start Data provided

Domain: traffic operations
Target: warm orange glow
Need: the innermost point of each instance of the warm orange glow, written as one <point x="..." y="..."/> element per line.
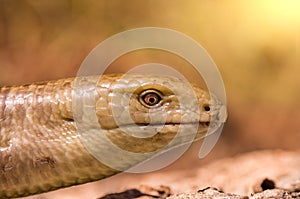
<point x="281" y="12"/>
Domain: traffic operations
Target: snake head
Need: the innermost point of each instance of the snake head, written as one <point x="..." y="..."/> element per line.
<point x="136" y="110"/>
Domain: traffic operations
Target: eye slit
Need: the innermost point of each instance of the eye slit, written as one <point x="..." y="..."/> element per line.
<point x="206" y="107"/>
<point x="150" y="98"/>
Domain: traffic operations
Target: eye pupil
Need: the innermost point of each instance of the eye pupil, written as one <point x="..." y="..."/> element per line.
<point x="206" y="108"/>
<point x="150" y="98"/>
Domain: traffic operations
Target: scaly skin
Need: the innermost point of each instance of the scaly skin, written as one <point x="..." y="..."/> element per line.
<point x="49" y="138"/>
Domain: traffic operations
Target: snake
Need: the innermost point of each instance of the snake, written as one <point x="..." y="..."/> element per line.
<point x="66" y="132"/>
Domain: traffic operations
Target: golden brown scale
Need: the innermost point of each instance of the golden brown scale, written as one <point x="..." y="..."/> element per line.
<point x="40" y="146"/>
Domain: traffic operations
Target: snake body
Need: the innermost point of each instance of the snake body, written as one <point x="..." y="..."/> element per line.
<point x="42" y="149"/>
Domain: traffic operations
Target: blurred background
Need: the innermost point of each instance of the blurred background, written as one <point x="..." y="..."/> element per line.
<point x="255" y="44"/>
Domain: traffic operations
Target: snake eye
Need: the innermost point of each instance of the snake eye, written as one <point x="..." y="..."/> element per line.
<point x="150" y="98"/>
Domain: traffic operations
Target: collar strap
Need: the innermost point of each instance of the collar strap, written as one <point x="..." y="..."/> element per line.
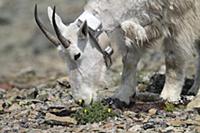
<point x="95" y="30"/>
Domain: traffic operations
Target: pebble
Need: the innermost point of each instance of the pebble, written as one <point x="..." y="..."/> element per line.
<point x="148" y="126"/>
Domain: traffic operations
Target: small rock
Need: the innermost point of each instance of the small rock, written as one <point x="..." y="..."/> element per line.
<point x="32" y="93"/>
<point x="195" y="103"/>
<point x="148" y="126"/>
<point x="13" y="107"/>
<point x="168" y="130"/>
<point x="64" y="82"/>
<point x="152" y="112"/>
<point x="176" y="123"/>
<point x="134" y="129"/>
<point x="43" y="96"/>
<point x="57" y="119"/>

end Data provided

Given task
Each line in the records above should be reproduced exactly; images are not copied.

Reply to the exercise
Domain: traffic operations
Target: warm orange glow
Need: the innermost point of each instance of the warm orange glow, written as one <point x="..." y="..."/> element per line.
<point x="281" y="12"/>
Domain: traffic operations
Target: snake head
Need: the innermost point of each instance of the snake head, written as one <point x="..." y="..."/> element per line.
<point x="136" y="110"/>
Domain: traffic operations
Target: eye slit
Need: the innermost point of each instance of the eye slit, written as one <point x="..." y="..."/> element per line.
<point x="206" y="107"/>
<point x="150" y="98"/>
Domain: traffic operations
Target: eye pupil
Need: the innermost point of each instance of the eye pupil, written as one <point x="..." y="..."/> element per line.
<point x="206" y="108"/>
<point x="150" y="98"/>
Domain: traffic operations
Target: scaly skin
Need: the innermost point of each instance of the scaly skin, written as one <point x="..." y="..."/> element per line.
<point x="49" y="138"/>
Domain: traffic operations
Target: snake
Need: the innermost point of each instance of the snake, written as one <point x="..." y="..."/> element per line.
<point x="66" y="132"/>
Domain: traffic operations
Target: golden brown scale
Need: the innermost point of each instance of the golden brown scale, written as one <point x="..." y="..."/> element per line.
<point x="40" y="146"/>
Domain: traffic operations
Target: snake body
Need: the innermost point of each instance of the snake body, written as one <point x="..." y="..."/> element per line.
<point x="42" y="149"/>
Domain: traffic operations
Target: blurred background
Need: the innermost point of each instance of the blurred background, written as one <point x="..." y="..."/> element per line.
<point x="255" y="44"/>
Domain: traffic operations
Target: snake eye
Need: the innermost point of each instance of the snake eye, written as one <point x="..." y="..."/> element per line.
<point x="150" y="98"/>
Domain: traffic operations
Target: collar strap
Need: the innermost point of each instance of the collar strap, written as one <point x="..." y="..."/> element per line.
<point x="95" y="30"/>
Domain: traffic operations
Target: pebble
Need: the innermost point of each instance of the pebble, written as one <point x="..." y="..."/> element per line.
<point x="148" y="126"/>
Domain: traffic operations
Target: small rock
Need: the innermost point of each instance of the small rock, written as one <point x="..." y="..."/> element per line.
<point x="32" y="93"/>
<point x="195" y="103"/>
<point x="148" y="126"/>
<point x="13" y="107"/>
<point x="168" y="130"/>
<point x="64" y="82"/>
<point x="152" y="112"/>
<point x="176" y="123"/>
<point x="134" y="129"/>
<point x="43" y="96"/>
<point x="57" y="119"/>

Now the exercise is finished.